> [Tâches à réaliser]
1: D'après le texte source, quelle date porte le certificat médical invoqué par le requérant ?
2: Pourquoi le texte source écarte-t-il le moyen tiré du non-respect du droit d'être entendu ? Répondez en une à trois phrases.
3: Les affirmations suivantes sont-elles conformes au texte source ? Pour chacune, répondez par oui ou par non et citez les mots du texte qui tranchent.
(a) La cour nationale du droit d'asile a rejeté la demande d'asile le 3 mars 2020.
(b) Les guichets de la préfecture du Rhône ont fermé le 25 juin 2019.
(c) L'article 8 de la convention européenne interdit toute ingérence d'une autorité publique, sans aucune exception.

> [Texte source]
────────────────────
5. Il ne ressort pas des pièces du dossier que l'intéressé n'aurait pas été à même, pendant la procédure d'instruction de sa demande d'asile, de présenter s'il l'estimait utile tous éléments d'information ou arguments de nature à influer sur le contenu des décisions à intervenir. S'il fait valoir qu'il n'a pu, après le rejet de sa demande d'asile par la cour nationale du droit d'asile le 3 mars 2020, communiquer au préfet les éléments relatifs à son état de santé compte tenu de la fermeture des guichets de la préfecture du Rhône à compter du 16 mars 2020 en raison de la situation sanitaire, rien ne faisait obstacle à ce qu'il communique au préfet, antérieurement au confinement de la population, le certificat médical dont il se prévaut qui est daté du 25 juin 2019. Par suite, le moyen tiré du non-respect du droit d'être entendu, principe général du droit de l'Union, doit être écarté.
6. En troisième lieu, il ne ressort pas des pièces du dossier que le préfet n'aurait pas procédé à un examen particulier de la situation personnelle du requérant pour prendre la décision portant obligation de quitter le territoire français.
7. En quatrième lieu, aux termes des stipulations de l'article 8 de la convention européenne de sauvegarde des droits de l'homme et des libertés fondamentales : " 1. Toute personne a droit au respect de sa vie privée et familiale, de son domicile et de sa correspondance. / 2. Il ne peut y avoir ingérence d'une autorité publique dans l'exercice de ce droit que pour autant que cette ingérence est prévue par la loi et qu'elle constitue une mesure qui, dans une société démocratique, est nécessaire à la sécurité nationale, à la sûreté publique, au bien-être économique du pays, à la défense de l'ordre et à la prévention des infractions pénales, à la protection de la santé ou de la morale, ou à la protection des droits et libertés d'autrui ".
────────────────────
> [Lignes]
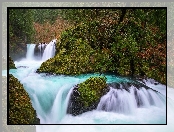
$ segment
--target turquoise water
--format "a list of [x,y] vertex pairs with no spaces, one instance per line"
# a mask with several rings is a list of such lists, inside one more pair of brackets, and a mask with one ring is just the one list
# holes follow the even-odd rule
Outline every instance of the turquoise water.
[[[37,74],[35,71],[41,65],[42,61],[21,60],[16,61],[15,65],[18,69],[11,69],[13,74],[24,85],[28,92],[33,107],[36,109],[37,116],[41,120],[41,124],[165,124],[166,123],[166,104],[164,85],[152,85],[150,87],[158,90],[163,95],[163,103],[161,106],[149,106],[142,108],[133,108],[131,114],[105,112],[101,110],[93,110],[78,116],[66,114],[67,104],[70,93],[74,85],[81,83],[91,76],[99,76],[99,74],[84,74],[80,76],[65,75],[46,75],[44,73]],[[25,67],[23,67],[25,66]],[[2,74],[5,74],[3,71]],[[114,75],[106,75],[107,83],[131,81],[128,78],[118,77]],[[119,91],[118,91],[119,93]],[[122,101],[127,100],[128,93],[120,96]],[[124,99],[125,98],[125,99]],[[131,103],[131,101],[130,101]],[[59,127],[60,128],[60,127]],[[59,130],[59,128],[56,128]],[[40,129],[40,128],[38,128]],[[38,130],[40,131],[40,130]],[[43,130],[44,131],[44,130]]]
────────────────────
> [Réponses numérotées]
1: Le 25 juin 2019.

2: Le requérant dit n'avoir pas pu transmettre au préfet les éléments sur son état de santé, car les guichets de la préfecture du Rhône ont fermé à partir du 16 mars 2020. Or rien ne l'empêchait de communiquer au préfet, avant le confinement, le certificat médical daté du 25 juin 2019.

3:
(a) Oui : « après le rejet de sa demande d'asile par la cour nationale du droit d'asile le 3 mars 2020 ».
(b) Non : « fermeture des guichets de la préfecture du Rhône à compter du 16 mars 2020 ».
(c) Non : « Il ne peut y avoir ingérence d'une autorité publique dans l'exercice de ce droit que pour autant que cette ingérence est prévue par la loi ».